I temi sono di una amarezza lacerante: su tutti, l’invecchiamento del gentil sesso. E gli accadimenti scenici sono forti: c’è addirittura un rettilario fra il pubblico, con un serpente vero, cui l’attrice dà in pasto un topolino. Il vissuto biografico è sempre dietro l’angolo a perforare in modo dirompente la dimensione fictional: sul muro sono proiettati alcuni dei suoi celebri autoretrattos, uno dei quali che la vede picchiata e tumefatta. Certe immagini risultano potentissime, quasi insostenibili: nel finale, ad esempio, Liddell – vestita da suora – si fa letteralmente seppellire viva nel muro, con tanto di assi inchiodate. Nonostante tutta questa violenza visiva e di contenuto, la partitura è eseguita con una tale precisione, con sereno distacco che il punto non è – almeno non del tutto – la nausea dello scandalo e della provocazione.
Al di là dei cadaveri, della body art, delle scene di stampo sessuale o di nudo, della ferocia reale o evocata, della vita e della morte, della brutalità fisica, concettuale, poetica, teorica, la performance di Liddell è quasi un’incisione nell’opera di Boccaccio, e nello spazio-tempo scenico stesso. Feroce, graffiata, sofferta.
Ma – per quanto vera – appunto una performance, un’opera d’autore, una proposta artistica.

In scena si susseguono in un ritmo disteso ma intenso immagini davvero forti, che attingono energia performativa dalla realtà ma soprattutto dal suo trattamento plastico messo in opera dall’artista. Tutto comincia con una nota bassa di chitarra, suonata da un uomo in pareo candido e berretto strano (forse Boccaccio?), che scopriamo subito dopo dar vita all’azione di Angélica Liddell, stesa ai suoi piedi, grazie a un jack – in realtà un vibratore collegato alla chitarra – che l’artista estrae dai propri genitali, con una musica che non si capisce se esser partita dal suo corpo e diffusa al di fuori o essere arrivata a lei e averle donato vita scenica.

※

* COMPITI ED ESERCIZI:
(a) Nel brano sullo spettacolo di Angélica Liddell, che cosa dà in pasto l'attrice al serpente del rettilario?
(b) Riprendi il brano sullo spettacolo di Angélica Liddell dall'ultima frase riportata e prosegui la descrizione della scena.
Le voci riportate qui non hanno alcun legame con il brano.

[Voci elencate in un dataset]
※

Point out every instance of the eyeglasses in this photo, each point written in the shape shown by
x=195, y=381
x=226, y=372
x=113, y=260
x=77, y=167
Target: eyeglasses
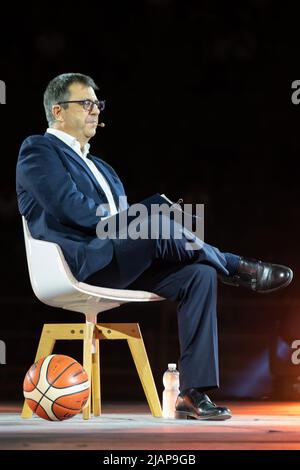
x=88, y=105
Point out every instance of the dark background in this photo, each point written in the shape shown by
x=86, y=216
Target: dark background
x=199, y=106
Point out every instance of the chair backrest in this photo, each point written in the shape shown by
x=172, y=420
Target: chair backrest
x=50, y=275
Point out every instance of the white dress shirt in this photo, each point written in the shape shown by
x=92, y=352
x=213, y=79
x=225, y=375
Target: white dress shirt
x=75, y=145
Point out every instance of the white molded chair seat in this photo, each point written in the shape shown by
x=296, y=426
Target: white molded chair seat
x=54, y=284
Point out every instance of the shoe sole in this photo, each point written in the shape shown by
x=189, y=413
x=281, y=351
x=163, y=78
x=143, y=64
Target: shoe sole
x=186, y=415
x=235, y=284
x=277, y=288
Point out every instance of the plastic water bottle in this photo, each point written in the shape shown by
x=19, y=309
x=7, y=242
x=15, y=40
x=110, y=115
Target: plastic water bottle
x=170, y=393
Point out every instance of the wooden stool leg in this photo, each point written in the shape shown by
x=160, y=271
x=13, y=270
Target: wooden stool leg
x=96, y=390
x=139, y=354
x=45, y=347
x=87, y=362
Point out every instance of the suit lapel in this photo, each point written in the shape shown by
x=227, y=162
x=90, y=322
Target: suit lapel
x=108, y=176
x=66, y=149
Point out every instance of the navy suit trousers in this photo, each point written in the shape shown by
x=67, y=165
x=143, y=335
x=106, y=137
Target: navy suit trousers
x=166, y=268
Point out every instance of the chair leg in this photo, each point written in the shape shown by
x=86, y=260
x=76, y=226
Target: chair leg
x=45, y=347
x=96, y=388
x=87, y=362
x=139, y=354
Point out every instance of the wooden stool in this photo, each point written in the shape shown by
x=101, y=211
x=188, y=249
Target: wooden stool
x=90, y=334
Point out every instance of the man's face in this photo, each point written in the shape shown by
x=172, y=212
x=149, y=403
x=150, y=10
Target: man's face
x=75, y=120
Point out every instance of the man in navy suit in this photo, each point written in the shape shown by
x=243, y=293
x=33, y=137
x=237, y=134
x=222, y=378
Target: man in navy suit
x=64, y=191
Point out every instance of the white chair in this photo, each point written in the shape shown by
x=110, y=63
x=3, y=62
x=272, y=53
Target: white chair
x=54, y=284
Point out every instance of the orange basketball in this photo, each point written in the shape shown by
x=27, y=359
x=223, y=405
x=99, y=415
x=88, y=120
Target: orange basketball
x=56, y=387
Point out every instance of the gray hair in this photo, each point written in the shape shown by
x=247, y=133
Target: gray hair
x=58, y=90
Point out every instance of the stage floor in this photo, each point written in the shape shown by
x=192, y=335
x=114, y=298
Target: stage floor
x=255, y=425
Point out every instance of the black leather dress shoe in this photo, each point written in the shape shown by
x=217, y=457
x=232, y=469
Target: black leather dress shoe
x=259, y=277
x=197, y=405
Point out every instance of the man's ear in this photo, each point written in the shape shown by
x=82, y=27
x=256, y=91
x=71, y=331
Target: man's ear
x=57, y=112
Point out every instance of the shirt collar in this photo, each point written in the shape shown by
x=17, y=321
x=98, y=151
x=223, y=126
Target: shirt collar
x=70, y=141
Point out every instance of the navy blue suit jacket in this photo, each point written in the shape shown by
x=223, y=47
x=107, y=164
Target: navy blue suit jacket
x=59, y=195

※

* RISPOSTE PER COMPITO:
(a) Un topolino.

(b)
Se lui potrebbe rappresentare Boccaccio e lei la peste, i 10 giovani che li attorniano rimandano piuttosto direttamente alla “brigata” del Decameron in fuga da una Firenze appestata: dopo aver mimato in riga ciascuno una propria partitura (le novelle del libro?), restano in scena con loro, primi spettatori che osservano e ascoltano tutto quello che accade.

Le azioni compiute dalla performer hanno un che di profondamente brutale ma anche una gran dose di sacralità, non solo per i numerosi riferimenti liturgici (aspersioni, rami d’ulivo, genuflessioni, musiche, scampanellii, ecc.), ma anche e soprattutto per la precisione meticolosa, algida, quasi rituale con cui vengono compiute.
Ma per quanto forti siano le immagini, è – come sempre nei lavori dell’artista – la parola a farla da padrone: è lì che tutto si genera, in un testo debordante, straziante, poetico e profondo, da cui scaturisce anche quel poderoso intreccio plastico-visivo che tende un lungo filo intorno all’opera boccaccesca e – seppure “soltanto” in forma di materiali di studio, ancora in lavorazione – ce la restituisce completamente rifondata a parlare al nostro tempo.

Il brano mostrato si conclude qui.